> **Texto de lectura**:
_ _ _
Los niños creen que el devenir del mundo tiene que ser tal como se les muestra cuando empiezan a pensar, y aceptan las tempestades como les salen al paso. Sin embargo, al joven Johannes, taciturno y sensible, debió de costarle mucho superar todas las impresiones lacerantes que tuvo. A su mente infantil le resultó difícil comprender el orden del mundo que conoció, y las imágenes negativas que se adhirieron a su alma no fueron fáciles de borrar. El sentimiento religioso se manifestó en él desde muy temprano, y en su desamparo buscó la ayuda de Dios, del todopoderoso, del que todo lo ordena y resuelve, del que lo abraza todo con su poder y a quien él se sentía subordinado.
LA ESCUELA
Pero hubo algo más que lo apartó de su pesar interior, que despertó su amor propio y procuró alimento a su espíritu: la escuela. Tuvo la suerte de que justo Württemberg contara con un sistema de enseñanza bien desarrollado. No solo existían por todas partes escuelas alemanas donde aprender bien o mal a leer, escribir y contar; además, tras la implantación de la Reforma, los duques de Württemberg decretaron que en todas las ciudades pequeñas debían erigirse también colegios latinos que asumieran la labor de las antiguas escuelas monásticas y cuya función consistiera en formar nuevas generaciones preparadas para el oficio espiritual y el servicio a la gestión territorial. En Leonberg existía una de estas escuelas dividida en tres niveles. Dado el peso que tenía entonces la lengua latina como idioma común entre los estudiosos y como vía hacia una formación superior, la enseñanza del latín se impartía con el mayor celo y se exigía que los escolares aprendieran a leerlo, escribirlo y hablarlo con soltura. Empezaban con él ya desde el primer año de asistencia a las clases. Una vez que sabían leerlo y escribirlo, el segundo año se dedicaba a inculcar la gramática, y durante el tercer año se leían textos clásicos antiguos, sobre todo comedias de Terencio, con la intención de favorecer considerablemente la expresión oral. De hecho, el reglamento escolar exigía con toda severidad que los chicos hablaran entre ellos en latín. Apenas se valoraba el fomento de la lengua alemana porque se creía que a través de la escritura latina también se «aprehendería» la del alemán. La consecuencia de esto fue, sin duda, que después quienes sabían poner por escrito las frases más bellas en la lengua que los obligaba a pensar con claridad y lógica, el latín, solían expresarse, en cambio, con afectación, de un modo retorcido, deshilvanado y casi ininteligible en sus textos alemanes.
_ _ _
> **Datos proporcionados**:
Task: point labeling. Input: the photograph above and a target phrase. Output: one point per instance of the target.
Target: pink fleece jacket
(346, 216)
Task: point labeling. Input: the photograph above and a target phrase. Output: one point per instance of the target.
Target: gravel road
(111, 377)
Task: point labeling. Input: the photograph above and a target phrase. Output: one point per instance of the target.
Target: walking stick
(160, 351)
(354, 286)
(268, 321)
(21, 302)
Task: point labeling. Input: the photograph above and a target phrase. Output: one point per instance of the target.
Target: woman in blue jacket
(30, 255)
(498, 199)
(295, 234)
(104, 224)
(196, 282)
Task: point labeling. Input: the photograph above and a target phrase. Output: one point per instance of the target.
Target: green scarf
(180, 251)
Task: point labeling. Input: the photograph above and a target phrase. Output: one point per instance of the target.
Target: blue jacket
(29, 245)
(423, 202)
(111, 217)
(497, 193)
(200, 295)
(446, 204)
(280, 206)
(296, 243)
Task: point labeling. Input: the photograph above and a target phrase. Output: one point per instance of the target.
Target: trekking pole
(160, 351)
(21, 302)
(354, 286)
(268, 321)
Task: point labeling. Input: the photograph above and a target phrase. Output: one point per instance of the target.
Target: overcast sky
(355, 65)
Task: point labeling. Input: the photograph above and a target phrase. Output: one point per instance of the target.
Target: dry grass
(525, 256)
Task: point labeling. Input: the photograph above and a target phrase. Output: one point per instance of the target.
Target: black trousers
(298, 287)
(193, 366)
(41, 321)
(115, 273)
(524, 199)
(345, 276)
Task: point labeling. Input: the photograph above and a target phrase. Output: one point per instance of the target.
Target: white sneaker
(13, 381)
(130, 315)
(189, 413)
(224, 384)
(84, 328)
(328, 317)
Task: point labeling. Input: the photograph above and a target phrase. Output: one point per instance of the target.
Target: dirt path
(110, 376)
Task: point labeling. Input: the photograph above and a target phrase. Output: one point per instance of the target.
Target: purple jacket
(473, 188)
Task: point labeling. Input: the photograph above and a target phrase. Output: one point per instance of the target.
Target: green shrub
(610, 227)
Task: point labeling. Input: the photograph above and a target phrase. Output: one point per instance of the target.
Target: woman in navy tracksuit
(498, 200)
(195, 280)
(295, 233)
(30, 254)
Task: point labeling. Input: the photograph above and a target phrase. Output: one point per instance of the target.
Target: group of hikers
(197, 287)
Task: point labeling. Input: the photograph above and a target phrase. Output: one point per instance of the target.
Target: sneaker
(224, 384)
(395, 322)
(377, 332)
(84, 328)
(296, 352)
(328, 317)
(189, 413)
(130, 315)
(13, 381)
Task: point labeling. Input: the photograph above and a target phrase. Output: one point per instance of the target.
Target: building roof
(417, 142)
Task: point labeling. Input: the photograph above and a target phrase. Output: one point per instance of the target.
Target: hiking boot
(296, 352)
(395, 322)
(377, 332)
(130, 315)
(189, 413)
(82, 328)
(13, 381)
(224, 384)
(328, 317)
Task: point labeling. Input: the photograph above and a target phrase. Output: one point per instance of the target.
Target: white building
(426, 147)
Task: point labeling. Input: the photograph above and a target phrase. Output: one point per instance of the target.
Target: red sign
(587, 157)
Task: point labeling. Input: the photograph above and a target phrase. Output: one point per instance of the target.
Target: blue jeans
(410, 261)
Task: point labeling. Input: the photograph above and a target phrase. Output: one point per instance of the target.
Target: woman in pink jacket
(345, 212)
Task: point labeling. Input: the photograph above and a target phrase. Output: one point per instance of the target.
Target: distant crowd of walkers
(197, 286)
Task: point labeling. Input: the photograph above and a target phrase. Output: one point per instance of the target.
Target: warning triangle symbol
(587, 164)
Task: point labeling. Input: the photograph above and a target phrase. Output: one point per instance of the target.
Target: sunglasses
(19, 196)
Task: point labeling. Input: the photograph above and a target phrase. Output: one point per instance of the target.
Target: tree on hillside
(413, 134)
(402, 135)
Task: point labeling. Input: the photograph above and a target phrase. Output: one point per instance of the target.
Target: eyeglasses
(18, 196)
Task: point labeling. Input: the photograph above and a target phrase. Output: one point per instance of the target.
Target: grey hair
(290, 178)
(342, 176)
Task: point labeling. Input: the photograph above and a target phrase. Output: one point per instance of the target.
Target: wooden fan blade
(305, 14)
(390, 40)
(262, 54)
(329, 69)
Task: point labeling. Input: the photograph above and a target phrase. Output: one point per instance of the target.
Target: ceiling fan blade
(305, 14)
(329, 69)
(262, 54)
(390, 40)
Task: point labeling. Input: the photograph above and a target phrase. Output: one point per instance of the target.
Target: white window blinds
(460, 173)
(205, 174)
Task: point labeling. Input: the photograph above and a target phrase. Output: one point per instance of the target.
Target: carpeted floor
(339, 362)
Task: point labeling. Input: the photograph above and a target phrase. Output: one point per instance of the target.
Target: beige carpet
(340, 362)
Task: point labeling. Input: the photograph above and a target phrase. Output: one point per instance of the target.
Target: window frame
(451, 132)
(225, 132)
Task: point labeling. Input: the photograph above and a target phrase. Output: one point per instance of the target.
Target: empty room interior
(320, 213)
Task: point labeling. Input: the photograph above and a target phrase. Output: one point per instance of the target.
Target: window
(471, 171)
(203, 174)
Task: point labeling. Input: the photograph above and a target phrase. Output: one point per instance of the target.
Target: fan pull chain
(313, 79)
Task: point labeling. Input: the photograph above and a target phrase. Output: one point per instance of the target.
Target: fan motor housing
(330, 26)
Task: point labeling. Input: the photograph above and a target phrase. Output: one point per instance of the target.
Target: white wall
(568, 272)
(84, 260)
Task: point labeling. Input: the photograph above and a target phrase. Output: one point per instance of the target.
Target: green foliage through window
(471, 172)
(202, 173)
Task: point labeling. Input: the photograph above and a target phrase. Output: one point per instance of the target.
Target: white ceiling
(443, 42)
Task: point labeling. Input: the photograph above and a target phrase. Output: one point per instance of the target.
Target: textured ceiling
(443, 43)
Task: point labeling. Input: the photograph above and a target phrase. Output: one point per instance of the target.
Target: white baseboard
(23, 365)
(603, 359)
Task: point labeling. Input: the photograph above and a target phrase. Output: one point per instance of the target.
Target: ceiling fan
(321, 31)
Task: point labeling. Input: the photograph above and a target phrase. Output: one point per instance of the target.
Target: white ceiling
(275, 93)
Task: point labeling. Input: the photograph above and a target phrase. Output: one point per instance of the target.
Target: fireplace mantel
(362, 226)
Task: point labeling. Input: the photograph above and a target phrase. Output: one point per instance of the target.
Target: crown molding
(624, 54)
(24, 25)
_ _ _
> **Aplica lo leído**:
1) Responde según el texto sobre la infancia de Johannes:
(a) ¿A quién buscó Johannes en su desamparo?
(b) ¿En cuántos niveles estaba dividida la escuela de Leonberg?
(c) ¿Qué textos se leían sobre todo durante el tercer año?
2) Transcribe del texto sobre la infancia de Johannes el fragmento que empieza con "Los niños creen" y continúa hasta "se sentía subordinado.".

> **Respuestas**:
1)
(a) A Dios.
(b) En tres niveles.
(c) Comedias de Terencio.

2)
Los niños creen que el devenir del mundo tiene que ser tal como se les muestra cuando empiezan a pensar, y aceptan las tempestades como les salen al paso. Sin embargo, al joven Johannes, taciturno y sensible, debió de costarle mucho superar todas las impresiones lacerantes que tuvo. A su mente infantil le resultó difícil comprender el orden del mundo que conoció, y las imágenes negativas que se adhirieron a su alma no fueron fáciles de borrar. El sentimiento religioso se manifestó en él desde muy temprano, y en su desamparo buscó la ayuda de Dios, del todopoderoso, del que todo lo ordena y resuelve, del que lo abraza todo con su poder y a quien él se sentía subordinado.